■ WORK TO COMPLETE
Each line holding the word "distant" must appear in the answer, copied from the entries.

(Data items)
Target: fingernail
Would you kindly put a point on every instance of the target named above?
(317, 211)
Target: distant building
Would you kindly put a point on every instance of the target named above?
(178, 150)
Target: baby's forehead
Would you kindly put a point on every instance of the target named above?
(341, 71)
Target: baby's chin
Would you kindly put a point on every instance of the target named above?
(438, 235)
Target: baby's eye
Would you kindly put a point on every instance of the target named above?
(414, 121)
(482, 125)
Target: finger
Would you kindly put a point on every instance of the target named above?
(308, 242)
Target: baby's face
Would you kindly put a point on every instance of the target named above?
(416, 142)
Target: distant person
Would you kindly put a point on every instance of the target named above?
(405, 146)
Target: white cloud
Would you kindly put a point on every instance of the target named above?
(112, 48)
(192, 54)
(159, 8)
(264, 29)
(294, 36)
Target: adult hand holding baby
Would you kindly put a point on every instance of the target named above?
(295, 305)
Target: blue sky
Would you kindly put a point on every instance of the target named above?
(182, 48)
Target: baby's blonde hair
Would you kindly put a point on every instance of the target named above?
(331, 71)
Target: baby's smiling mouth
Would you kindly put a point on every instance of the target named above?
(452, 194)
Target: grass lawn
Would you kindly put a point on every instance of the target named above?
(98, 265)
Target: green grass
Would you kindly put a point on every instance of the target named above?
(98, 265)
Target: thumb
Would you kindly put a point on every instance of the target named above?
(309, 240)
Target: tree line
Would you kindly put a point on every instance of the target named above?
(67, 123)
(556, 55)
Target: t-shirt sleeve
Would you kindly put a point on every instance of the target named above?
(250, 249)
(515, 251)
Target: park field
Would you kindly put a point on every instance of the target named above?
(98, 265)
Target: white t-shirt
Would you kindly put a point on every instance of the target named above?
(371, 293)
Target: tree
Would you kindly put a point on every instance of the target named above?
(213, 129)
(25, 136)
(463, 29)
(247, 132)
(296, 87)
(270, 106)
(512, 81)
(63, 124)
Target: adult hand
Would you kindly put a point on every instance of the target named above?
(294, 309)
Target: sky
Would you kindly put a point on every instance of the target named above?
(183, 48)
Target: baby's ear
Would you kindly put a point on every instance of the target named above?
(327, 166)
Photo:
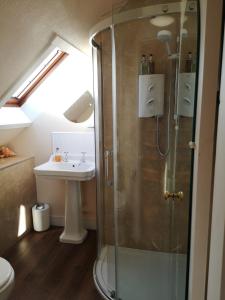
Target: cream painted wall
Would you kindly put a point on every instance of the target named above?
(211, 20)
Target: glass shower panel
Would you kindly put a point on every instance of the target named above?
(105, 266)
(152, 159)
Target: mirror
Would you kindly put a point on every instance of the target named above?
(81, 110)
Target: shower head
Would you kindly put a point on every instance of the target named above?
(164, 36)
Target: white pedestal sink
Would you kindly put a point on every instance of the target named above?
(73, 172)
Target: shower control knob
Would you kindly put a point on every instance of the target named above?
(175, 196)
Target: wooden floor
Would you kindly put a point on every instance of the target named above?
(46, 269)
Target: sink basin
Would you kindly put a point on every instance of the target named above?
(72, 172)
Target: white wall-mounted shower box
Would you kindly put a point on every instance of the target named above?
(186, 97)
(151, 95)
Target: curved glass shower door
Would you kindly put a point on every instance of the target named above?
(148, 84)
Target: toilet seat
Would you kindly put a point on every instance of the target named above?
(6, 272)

--

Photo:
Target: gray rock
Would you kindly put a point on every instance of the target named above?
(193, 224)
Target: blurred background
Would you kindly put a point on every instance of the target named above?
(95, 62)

---

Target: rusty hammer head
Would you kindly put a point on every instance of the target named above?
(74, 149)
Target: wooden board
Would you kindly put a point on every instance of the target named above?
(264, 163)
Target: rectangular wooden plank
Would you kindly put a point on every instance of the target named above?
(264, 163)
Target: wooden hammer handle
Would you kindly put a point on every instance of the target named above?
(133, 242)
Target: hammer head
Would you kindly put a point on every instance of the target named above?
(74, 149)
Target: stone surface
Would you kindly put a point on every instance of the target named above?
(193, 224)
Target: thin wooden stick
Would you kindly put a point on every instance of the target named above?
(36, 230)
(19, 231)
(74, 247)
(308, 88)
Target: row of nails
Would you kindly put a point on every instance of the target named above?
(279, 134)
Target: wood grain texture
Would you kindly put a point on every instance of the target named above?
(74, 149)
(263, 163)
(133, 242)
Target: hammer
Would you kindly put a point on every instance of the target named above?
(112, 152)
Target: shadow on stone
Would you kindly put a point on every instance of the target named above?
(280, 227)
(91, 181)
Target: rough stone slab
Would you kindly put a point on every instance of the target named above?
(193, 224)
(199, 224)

■ SOLUTION FOR THIS TASK
Target: distant building
Target: distant person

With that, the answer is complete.